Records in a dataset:

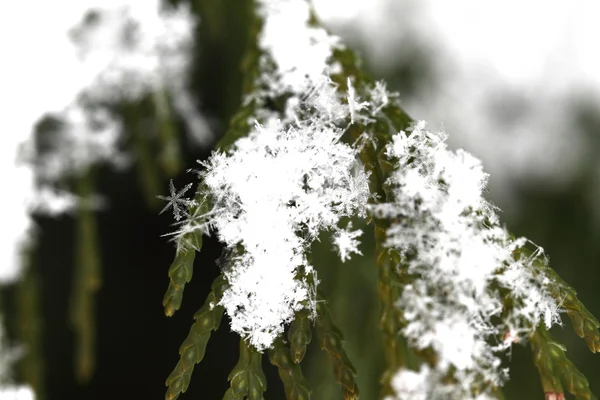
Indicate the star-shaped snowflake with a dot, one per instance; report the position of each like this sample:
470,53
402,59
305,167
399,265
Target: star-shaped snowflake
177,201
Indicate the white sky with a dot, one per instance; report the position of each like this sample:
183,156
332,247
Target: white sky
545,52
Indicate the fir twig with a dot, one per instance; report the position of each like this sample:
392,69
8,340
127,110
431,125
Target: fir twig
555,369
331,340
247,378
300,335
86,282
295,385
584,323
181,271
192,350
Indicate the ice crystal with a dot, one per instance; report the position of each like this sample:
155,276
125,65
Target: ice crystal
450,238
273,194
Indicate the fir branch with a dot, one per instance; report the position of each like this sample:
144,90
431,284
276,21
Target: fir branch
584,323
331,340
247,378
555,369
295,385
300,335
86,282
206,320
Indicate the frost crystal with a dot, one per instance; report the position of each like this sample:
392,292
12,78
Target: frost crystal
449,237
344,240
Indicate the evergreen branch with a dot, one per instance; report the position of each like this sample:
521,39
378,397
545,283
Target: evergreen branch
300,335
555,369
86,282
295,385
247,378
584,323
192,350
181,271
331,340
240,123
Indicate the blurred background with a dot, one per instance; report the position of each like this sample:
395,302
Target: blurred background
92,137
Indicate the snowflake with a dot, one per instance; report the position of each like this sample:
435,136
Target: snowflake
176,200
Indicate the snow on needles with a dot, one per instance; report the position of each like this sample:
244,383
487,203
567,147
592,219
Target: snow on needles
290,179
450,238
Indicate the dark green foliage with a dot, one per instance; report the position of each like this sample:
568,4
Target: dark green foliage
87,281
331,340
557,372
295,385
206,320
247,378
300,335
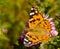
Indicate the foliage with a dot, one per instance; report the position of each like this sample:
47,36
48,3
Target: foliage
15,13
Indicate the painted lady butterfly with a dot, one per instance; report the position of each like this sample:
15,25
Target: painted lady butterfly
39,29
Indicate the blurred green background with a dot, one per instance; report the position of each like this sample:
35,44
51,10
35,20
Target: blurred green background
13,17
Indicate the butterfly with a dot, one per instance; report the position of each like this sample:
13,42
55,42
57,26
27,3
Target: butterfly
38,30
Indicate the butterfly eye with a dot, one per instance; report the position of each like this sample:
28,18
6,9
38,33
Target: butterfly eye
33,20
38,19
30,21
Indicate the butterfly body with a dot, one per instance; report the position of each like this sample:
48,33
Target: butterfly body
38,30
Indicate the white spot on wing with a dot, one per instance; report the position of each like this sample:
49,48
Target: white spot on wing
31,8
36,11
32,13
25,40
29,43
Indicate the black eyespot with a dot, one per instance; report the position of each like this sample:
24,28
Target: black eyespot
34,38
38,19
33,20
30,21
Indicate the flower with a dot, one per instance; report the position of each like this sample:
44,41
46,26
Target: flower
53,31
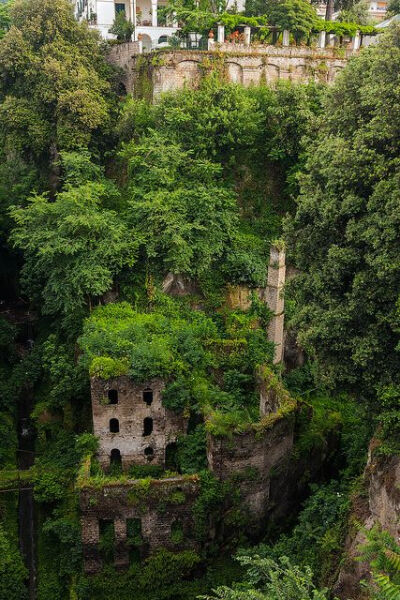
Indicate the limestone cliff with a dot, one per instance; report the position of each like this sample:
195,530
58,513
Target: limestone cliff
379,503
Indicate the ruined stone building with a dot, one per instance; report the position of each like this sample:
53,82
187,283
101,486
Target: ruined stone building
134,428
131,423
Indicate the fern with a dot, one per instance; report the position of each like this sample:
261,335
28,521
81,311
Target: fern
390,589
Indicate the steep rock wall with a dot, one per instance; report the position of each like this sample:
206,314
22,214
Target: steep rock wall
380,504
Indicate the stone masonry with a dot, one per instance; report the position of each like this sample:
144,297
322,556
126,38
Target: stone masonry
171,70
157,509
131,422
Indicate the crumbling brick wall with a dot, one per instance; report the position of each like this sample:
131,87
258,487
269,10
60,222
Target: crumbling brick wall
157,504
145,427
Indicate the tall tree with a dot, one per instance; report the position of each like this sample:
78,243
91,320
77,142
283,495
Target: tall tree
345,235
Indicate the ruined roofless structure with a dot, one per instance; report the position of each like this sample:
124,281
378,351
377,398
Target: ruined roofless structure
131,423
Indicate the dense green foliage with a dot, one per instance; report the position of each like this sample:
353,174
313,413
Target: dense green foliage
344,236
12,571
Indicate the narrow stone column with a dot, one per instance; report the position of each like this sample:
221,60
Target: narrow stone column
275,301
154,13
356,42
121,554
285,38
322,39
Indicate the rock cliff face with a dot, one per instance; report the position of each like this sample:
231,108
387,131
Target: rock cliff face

| WHAT IS EXPECTED |
Reproduce the records, starting at the line that contains "Indicate the fern" and continuing through the end of the records, with the requests included. Add 76 to every number in the answer coordinates, and leave the sample coordinates unchanged.

| FINISHED TASK |
Indicate the fern with a dot, one per instance; report the position of each like this sample:
261,335
28,521
81,311
Target: fern
466,665
Indicate the steep rock wall with a dot, one per instance; report the position of each like this sample:
206,314
22,214
Target: steep rock wall
456,580
Indicate the stone masonry with a dot, one per instance; report the position of each like this sample:
144,297
322,556
126,38
Target: stone masonry
247,146
233,585
207,498
Indicate the crumbling brick wall with a dot, one per instance; report the position of each like this sample:
131,87
258,487
269,10
60,222
Target: crumbling brick wall
233,580
221,503
Indicate the tall tree with a dot, one per instance; report the position of each like this sample:
78,243
91,320
77,142
283,495
Target: tall tree
421,311
Indicate the ruined roofless structure with a dot, one per instance; report the position of each like this sample:
124,281
378,351
377,398
Target: ruined roofless structure
207,499
Indicate the dense green foliage with a dot, one per instance; report the position of each like this sample:
353,174
313,413
Target: dense green foliage
420,312
88,647
Indicate the narrow stone column with a dot, one per instance; report the position of each like this sample:
221,60
Target: narrow stone column
351,377
230,89
432,118
197,630
361,114
398,115
Indicate the rock cliff face with a dot, one per instance; report the position of each like this sample:
231,108
387,131
Target: rock cliff face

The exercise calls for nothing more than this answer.